Count the lines in the records that contain the string "target", treating uppercase and lowercase as different, and reply with only that number.

#### Exercise inputs

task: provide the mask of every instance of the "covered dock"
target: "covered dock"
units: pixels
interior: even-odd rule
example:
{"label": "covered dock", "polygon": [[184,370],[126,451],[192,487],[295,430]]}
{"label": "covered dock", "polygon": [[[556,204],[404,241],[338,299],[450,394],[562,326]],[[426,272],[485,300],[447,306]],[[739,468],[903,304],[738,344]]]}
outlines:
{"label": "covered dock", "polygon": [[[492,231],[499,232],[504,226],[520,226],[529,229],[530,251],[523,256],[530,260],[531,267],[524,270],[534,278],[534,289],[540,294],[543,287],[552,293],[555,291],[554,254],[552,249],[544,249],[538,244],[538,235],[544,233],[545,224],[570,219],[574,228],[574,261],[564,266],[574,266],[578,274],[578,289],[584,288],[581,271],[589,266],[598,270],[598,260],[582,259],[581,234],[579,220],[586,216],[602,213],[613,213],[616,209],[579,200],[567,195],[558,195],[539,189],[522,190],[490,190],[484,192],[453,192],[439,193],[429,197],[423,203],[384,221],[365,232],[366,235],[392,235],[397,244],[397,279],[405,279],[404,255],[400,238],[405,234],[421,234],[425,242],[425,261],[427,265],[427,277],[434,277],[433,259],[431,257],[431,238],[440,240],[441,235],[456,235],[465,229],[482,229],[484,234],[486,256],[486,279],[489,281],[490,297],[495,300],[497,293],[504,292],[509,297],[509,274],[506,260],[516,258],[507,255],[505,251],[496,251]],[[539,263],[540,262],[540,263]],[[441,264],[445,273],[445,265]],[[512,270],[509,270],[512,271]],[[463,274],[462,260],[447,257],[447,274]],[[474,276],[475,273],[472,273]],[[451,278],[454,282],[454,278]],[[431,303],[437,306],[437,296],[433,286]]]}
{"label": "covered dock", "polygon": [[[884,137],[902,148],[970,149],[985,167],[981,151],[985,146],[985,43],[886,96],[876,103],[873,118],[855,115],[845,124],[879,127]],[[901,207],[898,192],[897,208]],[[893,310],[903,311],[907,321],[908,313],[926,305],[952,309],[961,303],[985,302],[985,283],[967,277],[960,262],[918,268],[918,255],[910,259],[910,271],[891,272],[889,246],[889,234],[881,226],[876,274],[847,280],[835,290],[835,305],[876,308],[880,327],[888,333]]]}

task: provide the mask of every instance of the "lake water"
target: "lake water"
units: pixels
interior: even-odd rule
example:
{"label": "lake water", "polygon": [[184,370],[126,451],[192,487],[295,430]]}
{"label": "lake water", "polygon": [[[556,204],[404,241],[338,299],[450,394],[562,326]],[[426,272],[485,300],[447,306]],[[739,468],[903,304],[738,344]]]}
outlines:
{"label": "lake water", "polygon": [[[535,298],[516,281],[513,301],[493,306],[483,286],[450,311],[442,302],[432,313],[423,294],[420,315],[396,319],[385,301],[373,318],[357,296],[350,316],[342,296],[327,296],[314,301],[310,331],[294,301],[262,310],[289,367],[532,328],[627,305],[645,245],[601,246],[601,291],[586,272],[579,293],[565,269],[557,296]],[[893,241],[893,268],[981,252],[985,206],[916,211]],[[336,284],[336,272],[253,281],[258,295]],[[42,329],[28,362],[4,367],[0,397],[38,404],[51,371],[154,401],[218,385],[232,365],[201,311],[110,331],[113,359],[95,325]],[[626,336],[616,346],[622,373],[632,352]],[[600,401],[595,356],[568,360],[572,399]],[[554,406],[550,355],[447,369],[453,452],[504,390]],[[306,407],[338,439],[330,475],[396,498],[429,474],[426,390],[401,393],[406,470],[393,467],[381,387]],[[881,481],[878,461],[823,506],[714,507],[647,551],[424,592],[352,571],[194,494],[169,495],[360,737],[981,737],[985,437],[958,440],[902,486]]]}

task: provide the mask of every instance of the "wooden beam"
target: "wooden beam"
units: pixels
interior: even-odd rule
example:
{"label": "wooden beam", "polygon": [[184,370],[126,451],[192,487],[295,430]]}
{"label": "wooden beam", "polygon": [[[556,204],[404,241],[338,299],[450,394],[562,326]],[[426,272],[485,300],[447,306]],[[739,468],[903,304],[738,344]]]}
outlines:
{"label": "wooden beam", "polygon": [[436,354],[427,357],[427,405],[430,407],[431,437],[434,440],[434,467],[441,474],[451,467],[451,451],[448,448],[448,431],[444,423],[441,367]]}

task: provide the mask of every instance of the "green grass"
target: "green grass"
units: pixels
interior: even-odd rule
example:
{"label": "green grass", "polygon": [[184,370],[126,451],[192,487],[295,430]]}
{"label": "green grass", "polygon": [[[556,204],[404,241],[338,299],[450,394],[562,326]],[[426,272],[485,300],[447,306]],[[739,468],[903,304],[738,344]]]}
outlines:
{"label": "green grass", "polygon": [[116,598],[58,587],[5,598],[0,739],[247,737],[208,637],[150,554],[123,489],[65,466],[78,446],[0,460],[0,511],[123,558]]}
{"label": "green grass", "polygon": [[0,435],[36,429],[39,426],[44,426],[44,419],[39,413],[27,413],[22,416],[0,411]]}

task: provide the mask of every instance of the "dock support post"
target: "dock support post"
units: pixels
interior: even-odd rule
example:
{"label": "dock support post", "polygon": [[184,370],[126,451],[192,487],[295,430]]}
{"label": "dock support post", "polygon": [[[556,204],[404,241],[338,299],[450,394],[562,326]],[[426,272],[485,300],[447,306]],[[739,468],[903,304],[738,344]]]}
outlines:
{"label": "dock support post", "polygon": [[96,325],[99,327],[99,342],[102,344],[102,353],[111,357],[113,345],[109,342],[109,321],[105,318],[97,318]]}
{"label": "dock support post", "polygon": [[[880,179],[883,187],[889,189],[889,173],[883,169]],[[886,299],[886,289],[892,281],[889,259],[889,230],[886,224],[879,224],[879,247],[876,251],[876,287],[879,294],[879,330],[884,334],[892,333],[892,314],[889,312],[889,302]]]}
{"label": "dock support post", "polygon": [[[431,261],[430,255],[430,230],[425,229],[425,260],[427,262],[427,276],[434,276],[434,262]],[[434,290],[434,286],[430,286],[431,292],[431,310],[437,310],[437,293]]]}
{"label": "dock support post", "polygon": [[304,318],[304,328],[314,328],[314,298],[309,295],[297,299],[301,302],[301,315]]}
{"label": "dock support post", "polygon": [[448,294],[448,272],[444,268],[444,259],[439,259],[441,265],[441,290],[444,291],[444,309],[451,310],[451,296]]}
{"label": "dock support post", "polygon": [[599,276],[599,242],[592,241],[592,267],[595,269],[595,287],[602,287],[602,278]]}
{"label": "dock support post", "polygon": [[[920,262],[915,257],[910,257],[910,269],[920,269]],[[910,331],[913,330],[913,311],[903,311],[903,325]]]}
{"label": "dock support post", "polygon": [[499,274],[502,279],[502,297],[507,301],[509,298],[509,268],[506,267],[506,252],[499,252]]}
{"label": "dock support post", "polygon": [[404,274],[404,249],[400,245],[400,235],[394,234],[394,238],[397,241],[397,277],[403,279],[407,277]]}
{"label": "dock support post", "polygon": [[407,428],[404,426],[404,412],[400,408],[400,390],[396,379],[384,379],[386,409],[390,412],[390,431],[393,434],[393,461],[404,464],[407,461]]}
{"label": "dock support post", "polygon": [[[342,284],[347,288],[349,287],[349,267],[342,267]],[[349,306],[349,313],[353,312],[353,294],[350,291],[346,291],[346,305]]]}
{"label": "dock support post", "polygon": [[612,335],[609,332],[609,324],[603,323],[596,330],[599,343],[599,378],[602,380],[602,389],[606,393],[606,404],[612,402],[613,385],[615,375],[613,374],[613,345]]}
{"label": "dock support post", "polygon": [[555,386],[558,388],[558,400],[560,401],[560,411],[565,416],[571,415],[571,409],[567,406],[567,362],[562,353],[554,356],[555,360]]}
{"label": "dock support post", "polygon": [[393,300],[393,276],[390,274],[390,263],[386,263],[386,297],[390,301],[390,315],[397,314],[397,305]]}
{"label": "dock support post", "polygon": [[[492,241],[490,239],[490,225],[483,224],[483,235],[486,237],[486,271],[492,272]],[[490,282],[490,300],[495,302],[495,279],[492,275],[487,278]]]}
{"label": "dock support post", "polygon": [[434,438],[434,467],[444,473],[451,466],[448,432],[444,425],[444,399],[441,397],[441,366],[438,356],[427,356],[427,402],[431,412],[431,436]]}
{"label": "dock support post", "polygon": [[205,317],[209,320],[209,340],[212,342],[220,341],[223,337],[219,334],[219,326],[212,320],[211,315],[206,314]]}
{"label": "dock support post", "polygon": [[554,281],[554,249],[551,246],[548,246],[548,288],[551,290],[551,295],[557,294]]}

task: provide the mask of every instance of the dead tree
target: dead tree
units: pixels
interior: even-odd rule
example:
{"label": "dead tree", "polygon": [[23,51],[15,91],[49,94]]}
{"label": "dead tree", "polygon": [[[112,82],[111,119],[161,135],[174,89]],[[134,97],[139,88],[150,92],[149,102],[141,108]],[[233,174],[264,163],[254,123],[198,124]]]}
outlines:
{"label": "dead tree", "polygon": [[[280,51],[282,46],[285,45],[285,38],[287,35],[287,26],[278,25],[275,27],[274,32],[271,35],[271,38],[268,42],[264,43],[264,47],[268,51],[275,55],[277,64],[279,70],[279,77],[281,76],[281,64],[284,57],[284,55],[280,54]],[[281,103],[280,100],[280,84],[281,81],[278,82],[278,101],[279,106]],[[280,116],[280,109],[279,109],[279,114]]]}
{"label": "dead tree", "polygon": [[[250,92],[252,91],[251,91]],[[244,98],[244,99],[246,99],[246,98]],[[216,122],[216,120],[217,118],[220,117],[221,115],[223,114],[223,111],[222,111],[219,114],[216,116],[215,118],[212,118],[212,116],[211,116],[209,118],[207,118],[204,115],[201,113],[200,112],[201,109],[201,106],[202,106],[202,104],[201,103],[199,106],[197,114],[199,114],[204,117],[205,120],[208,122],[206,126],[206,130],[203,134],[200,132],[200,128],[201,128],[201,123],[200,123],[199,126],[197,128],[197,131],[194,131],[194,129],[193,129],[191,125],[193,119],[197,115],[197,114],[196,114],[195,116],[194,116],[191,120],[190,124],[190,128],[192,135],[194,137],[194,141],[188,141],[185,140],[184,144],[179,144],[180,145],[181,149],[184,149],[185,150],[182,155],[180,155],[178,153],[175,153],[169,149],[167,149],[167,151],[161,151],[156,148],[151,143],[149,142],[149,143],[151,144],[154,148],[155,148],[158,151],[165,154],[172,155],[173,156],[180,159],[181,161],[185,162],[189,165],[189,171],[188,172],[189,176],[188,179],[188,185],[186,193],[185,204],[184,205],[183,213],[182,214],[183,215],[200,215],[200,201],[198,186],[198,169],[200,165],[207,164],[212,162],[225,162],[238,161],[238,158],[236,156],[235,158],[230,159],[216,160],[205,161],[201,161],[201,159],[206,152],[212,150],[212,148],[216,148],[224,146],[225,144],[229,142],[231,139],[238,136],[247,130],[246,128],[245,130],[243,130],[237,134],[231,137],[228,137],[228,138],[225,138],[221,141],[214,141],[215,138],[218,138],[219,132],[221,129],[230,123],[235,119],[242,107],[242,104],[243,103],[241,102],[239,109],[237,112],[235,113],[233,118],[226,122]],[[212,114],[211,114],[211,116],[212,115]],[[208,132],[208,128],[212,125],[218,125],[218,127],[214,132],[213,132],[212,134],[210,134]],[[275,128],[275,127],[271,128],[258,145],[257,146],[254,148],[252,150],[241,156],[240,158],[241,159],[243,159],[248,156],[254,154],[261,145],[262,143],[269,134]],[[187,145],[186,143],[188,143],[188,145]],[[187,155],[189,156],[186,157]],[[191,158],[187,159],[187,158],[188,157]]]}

########

• Reply: 6